* THE INPUT *
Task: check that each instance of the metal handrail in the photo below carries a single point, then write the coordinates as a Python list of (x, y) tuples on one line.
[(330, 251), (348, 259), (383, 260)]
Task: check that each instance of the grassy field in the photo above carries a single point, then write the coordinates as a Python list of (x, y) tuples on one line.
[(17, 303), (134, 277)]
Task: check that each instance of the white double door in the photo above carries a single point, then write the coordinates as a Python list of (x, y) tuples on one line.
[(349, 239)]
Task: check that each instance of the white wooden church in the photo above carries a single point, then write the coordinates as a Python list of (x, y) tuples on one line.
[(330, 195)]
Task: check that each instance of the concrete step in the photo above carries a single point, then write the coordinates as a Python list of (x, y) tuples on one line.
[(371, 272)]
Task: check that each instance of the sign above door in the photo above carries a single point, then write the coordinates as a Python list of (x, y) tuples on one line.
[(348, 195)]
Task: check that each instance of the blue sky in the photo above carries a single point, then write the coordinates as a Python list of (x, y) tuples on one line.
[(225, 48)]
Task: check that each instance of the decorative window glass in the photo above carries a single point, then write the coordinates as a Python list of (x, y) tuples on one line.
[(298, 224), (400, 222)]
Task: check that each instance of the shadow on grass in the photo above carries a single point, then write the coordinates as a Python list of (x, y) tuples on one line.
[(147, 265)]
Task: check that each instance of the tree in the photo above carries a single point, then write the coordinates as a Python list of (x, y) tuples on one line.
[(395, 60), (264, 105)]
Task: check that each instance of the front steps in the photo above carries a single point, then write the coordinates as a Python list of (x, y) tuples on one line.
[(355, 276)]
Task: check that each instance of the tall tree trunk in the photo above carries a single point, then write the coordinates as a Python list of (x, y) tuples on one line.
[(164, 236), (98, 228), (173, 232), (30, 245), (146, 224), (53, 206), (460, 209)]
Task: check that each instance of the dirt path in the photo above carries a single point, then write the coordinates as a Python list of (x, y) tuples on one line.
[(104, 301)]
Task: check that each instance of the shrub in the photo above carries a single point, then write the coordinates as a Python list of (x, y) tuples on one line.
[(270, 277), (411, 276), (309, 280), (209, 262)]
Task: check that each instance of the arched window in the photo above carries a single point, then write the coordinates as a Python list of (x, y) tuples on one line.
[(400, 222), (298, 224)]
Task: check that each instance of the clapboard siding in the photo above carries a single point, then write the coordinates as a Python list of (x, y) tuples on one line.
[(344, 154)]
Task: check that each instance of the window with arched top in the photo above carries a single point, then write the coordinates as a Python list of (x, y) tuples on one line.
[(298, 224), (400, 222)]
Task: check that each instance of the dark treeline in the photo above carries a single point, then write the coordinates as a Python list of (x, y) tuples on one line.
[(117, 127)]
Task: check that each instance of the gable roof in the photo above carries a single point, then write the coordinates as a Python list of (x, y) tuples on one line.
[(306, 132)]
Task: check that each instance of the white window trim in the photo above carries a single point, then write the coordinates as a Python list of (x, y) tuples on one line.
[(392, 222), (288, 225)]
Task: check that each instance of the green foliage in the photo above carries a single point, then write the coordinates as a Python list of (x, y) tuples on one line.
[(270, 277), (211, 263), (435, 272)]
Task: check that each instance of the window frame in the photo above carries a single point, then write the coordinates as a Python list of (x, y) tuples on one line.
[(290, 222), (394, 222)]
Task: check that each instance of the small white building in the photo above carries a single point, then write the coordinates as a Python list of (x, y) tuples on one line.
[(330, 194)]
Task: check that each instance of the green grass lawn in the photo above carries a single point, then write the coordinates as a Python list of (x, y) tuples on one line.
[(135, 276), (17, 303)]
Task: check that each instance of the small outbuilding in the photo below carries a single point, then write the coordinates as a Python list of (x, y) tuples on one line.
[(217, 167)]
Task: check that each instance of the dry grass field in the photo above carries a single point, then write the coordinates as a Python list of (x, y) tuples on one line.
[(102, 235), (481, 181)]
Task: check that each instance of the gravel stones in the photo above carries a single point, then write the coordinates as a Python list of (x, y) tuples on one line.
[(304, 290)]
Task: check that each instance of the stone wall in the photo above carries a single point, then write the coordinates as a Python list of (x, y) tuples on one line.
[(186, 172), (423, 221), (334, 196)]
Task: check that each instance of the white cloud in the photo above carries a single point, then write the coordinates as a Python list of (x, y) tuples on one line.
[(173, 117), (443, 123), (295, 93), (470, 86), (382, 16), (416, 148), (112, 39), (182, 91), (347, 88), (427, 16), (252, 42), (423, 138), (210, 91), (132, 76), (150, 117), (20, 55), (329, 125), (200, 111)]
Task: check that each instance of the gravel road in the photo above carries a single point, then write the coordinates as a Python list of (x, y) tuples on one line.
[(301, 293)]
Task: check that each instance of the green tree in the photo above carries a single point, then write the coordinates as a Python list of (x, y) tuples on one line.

* WHAT NEEDS TO BE DONE *
The lines to quote run from the one containing "Task: check that each instance of the white cloud" through the final line of the material above; please give them exactly, both ends included, and nothing else.

* RESULT FOR THIS TASK *
Task: check that each instance of the white cloud in the photo above carries a single point, then write the coordinates as a Python list of (x, y) tuples on one line.
[(173, 117), (443, 123), (295, 93), (470, 86), (382, 16), (416, 148), (112, 39), (182, 91), (347, 88), (427, 16), (252, 42), (423, 138), (210, 91), (132, 76), (150, 117), (20, 55), (329, 125), (200, 111)]
Task: check that each instance of the gravel road in the photo above carries a single point, then write the coordinates as a Python list of (x, y) tuples on one line.
[(301, 293)]
Task: check that each instance of the green tree in the photo above carries a single point, then write the coordinates as a Python list of (x, y) tuples on one line.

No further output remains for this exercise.